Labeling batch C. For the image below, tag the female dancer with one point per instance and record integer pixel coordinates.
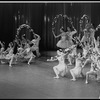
(95, 63)
(77, 70)
(72, 55)
(61, 68)
(8, 54)
(35, 44)
(66, 38)
(27, 54)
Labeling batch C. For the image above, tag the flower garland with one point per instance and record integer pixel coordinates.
(23, 26)
(54, 22)
(85, 23)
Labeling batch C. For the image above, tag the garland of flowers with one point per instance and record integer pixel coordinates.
(23, 26)
(54, 22)
(85, 22)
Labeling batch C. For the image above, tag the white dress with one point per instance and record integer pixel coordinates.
(78, 67)
(28, 53)
(62, 67)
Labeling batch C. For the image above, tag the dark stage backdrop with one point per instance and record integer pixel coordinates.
(40, 16)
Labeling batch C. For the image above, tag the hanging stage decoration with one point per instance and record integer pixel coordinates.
(65, 22)
(23, 26)
(85, 23)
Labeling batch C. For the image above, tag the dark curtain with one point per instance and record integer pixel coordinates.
(40, 16)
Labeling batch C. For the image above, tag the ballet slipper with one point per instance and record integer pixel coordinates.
(69, 64)
(10, 66)
(86, 82)
(73, 79)
(28, 63)
(56, 77)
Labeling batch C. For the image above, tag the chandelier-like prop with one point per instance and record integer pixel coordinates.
(65, 20)
(21, 27)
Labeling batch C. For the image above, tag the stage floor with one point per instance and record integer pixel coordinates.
(36, 81)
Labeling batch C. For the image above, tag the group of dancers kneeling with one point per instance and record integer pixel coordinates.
(88, 54)
(23, 49)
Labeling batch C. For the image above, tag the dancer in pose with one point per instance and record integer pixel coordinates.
(85, 38)
(35, 44)
(72, 55)
(27, 54)
(77, 70)
(8, 54)
(95, 67)
(66, 38)
(61, 68)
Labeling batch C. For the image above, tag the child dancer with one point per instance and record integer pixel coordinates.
(77, 70)
(95, 63)
(61, 68)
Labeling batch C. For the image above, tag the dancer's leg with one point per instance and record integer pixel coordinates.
(73, 75)
(56, 72)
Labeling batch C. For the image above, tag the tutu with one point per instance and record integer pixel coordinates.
(64, 44)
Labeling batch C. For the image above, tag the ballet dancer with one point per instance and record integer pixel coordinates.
(35, 44)
(61, 68)
(77, 70)
(66, 38)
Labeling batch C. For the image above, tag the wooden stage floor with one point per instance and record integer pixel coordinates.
(36, 82)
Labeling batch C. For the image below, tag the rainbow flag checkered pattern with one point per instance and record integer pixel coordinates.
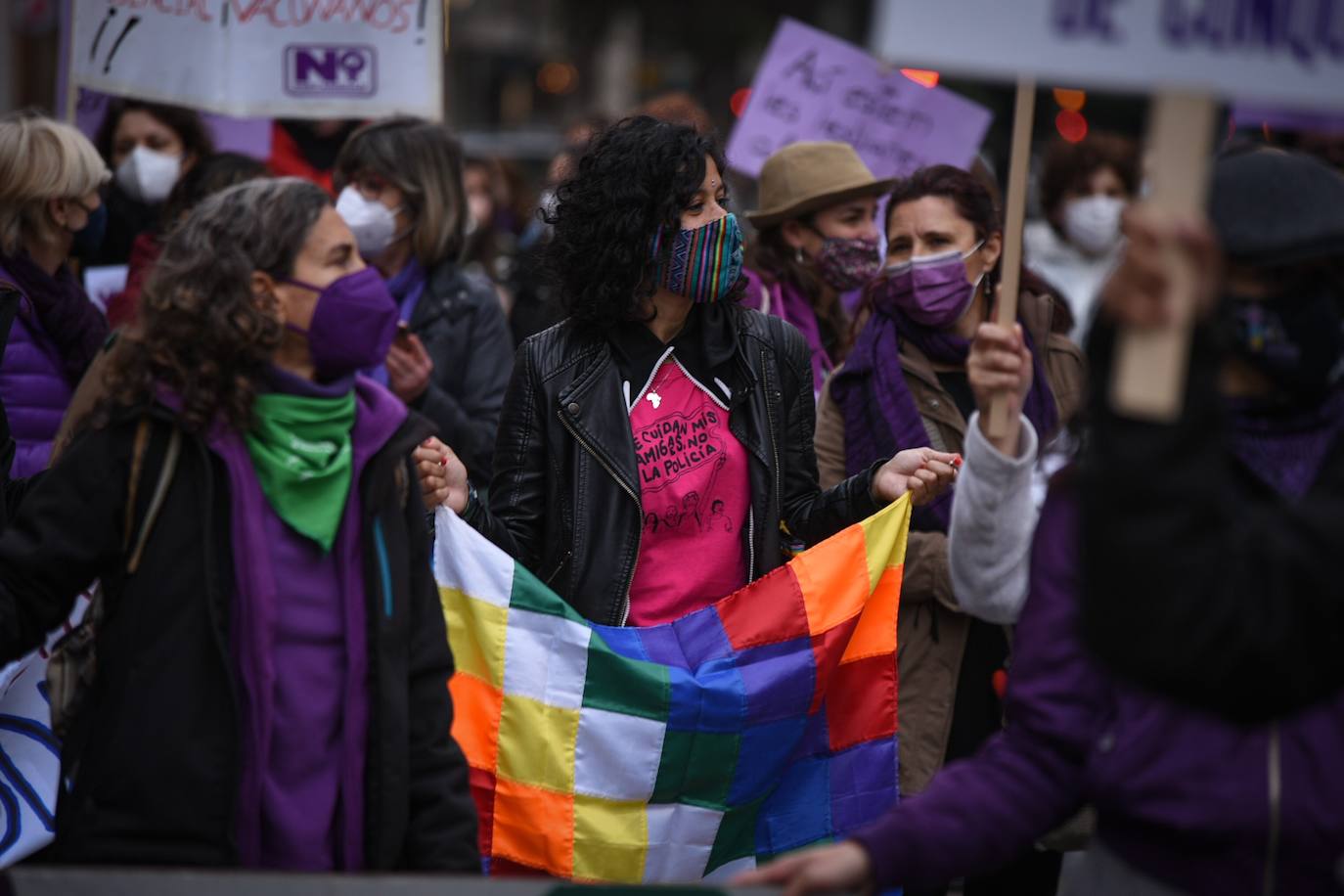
(757, 726)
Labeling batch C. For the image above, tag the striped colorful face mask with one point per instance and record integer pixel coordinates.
(706, 262)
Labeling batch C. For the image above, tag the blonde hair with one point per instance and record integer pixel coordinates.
(424, 161)
(40, 160)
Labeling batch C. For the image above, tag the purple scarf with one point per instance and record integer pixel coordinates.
(1285, 446)
(880, 417)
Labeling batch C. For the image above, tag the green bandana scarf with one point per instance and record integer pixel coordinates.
(302, 456)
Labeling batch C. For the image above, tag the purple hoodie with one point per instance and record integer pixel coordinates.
(300, 640)
(1183, 797)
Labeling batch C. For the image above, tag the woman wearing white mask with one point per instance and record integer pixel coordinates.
(148, 147)
(1084, 191)
(402, 195)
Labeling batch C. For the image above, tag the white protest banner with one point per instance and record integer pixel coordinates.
(273, 58)
(1266, 50)
(815, 86)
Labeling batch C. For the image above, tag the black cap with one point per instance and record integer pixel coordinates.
(1275, 207)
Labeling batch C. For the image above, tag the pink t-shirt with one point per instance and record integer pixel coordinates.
(695, 495)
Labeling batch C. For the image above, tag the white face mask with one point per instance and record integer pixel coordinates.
(1093, 223)
(373, 223)
(148, 175)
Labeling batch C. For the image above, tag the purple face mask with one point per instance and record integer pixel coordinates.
(930, 291)
(352, 326)
(848, 263)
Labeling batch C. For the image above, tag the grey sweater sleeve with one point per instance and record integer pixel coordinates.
(994, 517)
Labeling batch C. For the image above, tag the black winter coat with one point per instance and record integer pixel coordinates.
(154, 756)
(463, 327)
(564, 500)
(1203, 583)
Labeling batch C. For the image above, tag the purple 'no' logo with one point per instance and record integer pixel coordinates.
(331, 70)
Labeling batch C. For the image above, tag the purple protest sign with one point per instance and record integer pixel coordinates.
(815, 86)
(1296, 119)
(248, 136)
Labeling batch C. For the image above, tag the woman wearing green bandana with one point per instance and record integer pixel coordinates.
(270, 684)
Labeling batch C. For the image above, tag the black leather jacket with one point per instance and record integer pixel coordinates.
(564, 500)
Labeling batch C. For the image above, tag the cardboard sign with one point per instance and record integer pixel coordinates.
(273, 58)
(815, 86)
(1266, 50)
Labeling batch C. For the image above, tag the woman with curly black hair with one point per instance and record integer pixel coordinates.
(279, 629)
(654, 445)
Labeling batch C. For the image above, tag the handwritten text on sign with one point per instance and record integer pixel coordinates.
(284, 58)
(1269, 50)
(815, 86)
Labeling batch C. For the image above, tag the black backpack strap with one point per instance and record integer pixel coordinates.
(157, 501)
(137, 467)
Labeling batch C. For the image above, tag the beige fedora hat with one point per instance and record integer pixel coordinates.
(811, 175)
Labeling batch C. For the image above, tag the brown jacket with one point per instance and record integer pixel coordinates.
(931, 630)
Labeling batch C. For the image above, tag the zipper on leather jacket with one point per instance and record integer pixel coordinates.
(750, 546)
(1276, 808)
(639, 538)
(775, 446)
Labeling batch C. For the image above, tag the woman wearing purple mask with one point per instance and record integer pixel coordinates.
(818, 240)
(905, 385)
(661, 395)
(273, 644)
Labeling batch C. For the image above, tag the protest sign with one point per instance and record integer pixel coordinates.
(1269, 50)
(815, 86)
(272, 58)
(1185, 51)
(247, 136)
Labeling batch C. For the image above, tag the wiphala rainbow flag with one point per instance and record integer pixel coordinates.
(674, 752)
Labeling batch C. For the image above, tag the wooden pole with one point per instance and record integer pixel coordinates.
(1149, 377)
(67, 60)
(1013, 219)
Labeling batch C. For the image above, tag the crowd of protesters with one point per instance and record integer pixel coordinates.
(1116, 636)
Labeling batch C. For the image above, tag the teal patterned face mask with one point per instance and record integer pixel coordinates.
(704, 263)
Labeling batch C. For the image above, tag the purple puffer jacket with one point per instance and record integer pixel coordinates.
(34, 389)
(1183, 797)
(36, 378)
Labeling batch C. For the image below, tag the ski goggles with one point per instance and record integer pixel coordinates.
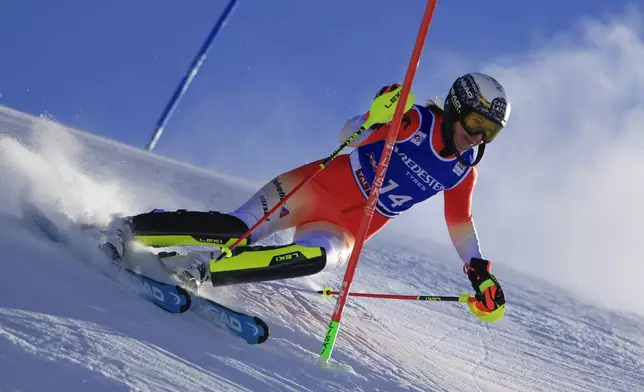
(475, 123)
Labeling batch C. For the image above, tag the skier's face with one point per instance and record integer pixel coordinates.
(463, 140)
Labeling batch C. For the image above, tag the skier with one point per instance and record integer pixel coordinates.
(433, 153)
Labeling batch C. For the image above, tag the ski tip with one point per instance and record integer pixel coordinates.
(262, 338)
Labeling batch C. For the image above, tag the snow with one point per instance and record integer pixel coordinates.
(66, 326)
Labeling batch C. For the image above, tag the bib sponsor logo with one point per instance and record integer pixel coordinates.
(418, 138)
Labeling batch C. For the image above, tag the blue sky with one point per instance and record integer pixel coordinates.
(280, 80)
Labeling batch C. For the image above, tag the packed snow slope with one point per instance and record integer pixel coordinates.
(64, 326)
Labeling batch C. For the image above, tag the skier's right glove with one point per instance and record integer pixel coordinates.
(384, 105)
(489, 302)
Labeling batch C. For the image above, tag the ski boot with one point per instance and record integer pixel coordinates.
(190, 269)
(115, 238)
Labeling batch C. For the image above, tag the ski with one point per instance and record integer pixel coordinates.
(250, 328)
(169, 297)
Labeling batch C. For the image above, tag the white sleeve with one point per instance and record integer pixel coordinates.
(349, 129)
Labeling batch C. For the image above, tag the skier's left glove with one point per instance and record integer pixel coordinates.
(489, 302)
(384, 106)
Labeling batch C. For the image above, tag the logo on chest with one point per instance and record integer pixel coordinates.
(418, 138)
(418, 175)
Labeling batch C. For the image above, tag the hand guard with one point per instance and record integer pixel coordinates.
(489, 302)
(384, 105)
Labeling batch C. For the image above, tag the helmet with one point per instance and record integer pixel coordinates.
(480, 104)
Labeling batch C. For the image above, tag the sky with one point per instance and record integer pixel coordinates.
(556, 196)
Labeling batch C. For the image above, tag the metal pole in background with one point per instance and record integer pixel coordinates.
(189, 76)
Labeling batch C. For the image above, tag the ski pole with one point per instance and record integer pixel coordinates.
(378, 114)
(328, 292)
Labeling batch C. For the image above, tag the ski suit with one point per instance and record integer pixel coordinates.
(326, 212)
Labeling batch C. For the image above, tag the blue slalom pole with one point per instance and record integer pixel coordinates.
(190, 75)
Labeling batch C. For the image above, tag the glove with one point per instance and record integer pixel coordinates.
(489, 302)
(384, 105)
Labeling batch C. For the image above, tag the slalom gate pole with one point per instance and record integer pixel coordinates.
(334, 324)
(190, 75)
(463, 298)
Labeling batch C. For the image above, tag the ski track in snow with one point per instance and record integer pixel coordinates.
(66, 326)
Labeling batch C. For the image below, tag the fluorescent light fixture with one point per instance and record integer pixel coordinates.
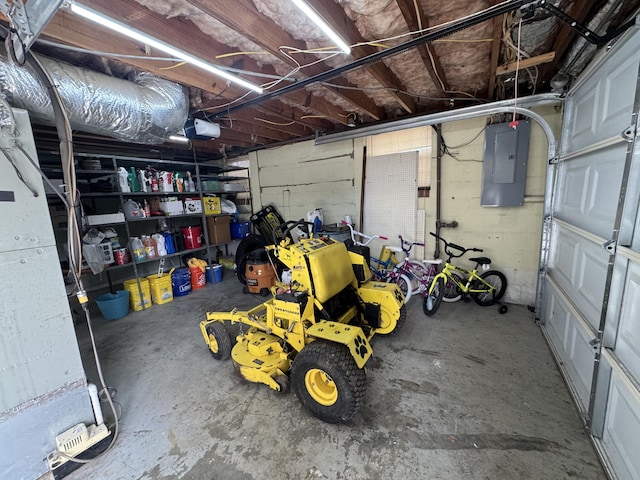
(179, 139)
(127, 31)
(324, 26)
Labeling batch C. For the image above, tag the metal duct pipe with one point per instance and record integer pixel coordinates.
(145, 110)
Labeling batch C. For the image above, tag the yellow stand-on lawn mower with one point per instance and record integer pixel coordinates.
(315, 330)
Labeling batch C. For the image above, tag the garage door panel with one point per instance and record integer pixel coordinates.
(600, 107)
(622, 428)
(557, 324)
(580, 269)
(571, 340)
(586, 184)
(583, 119)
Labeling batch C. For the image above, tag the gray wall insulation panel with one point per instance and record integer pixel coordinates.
(38, 348)
(43, 388)
(504, 170)
(27, 435)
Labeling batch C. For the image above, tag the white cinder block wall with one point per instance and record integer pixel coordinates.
(303, 176)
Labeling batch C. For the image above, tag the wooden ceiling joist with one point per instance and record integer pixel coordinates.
(265, 33)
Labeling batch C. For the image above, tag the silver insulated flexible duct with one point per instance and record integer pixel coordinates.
(146, 109)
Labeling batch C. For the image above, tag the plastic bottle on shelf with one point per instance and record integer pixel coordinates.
(150, 248)
(123, 180)
(190, 186)
(137, 250)
(159, 239)
(134, 183)
(179, 181)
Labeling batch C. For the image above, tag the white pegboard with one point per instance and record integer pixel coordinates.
(391, 199)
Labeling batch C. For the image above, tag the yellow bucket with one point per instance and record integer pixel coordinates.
(134, 293)
(161, 289)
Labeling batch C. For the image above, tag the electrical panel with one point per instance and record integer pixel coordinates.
(504, 168)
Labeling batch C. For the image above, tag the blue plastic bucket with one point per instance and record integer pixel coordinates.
(114, 305)
(181, 282)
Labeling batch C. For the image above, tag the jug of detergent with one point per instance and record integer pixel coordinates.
(169, 245)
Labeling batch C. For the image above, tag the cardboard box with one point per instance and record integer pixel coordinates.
(212, 206)
(172, 207)
(219, 228)
(105, 218)
(192, 205)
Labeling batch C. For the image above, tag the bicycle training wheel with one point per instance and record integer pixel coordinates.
(452, 292)
(433, 300)
(497, 280)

----

# WRITTEN TASK:
Write out every line from the one containing "Labeling batch C. For the image above, tag the cardboard box" to the end of the records as a numbered list, leaving out any blank lines.

# PROBLEM SOLUTION:
1. Labeling batch C. For the image above, tag the cardboard box with one point per instance and record integer pixel coordinates.
2. (212, 206)
3. (172, 207)
4. (219, 228)
5. (105, 218)
6. (192, 205)
7. Labeling batch C. For the image above, tag the bicycle training wheel with one point per instance and record integer pixel coordinates.
8. (452, 292)
9. (433, 300)
10. (497, 280)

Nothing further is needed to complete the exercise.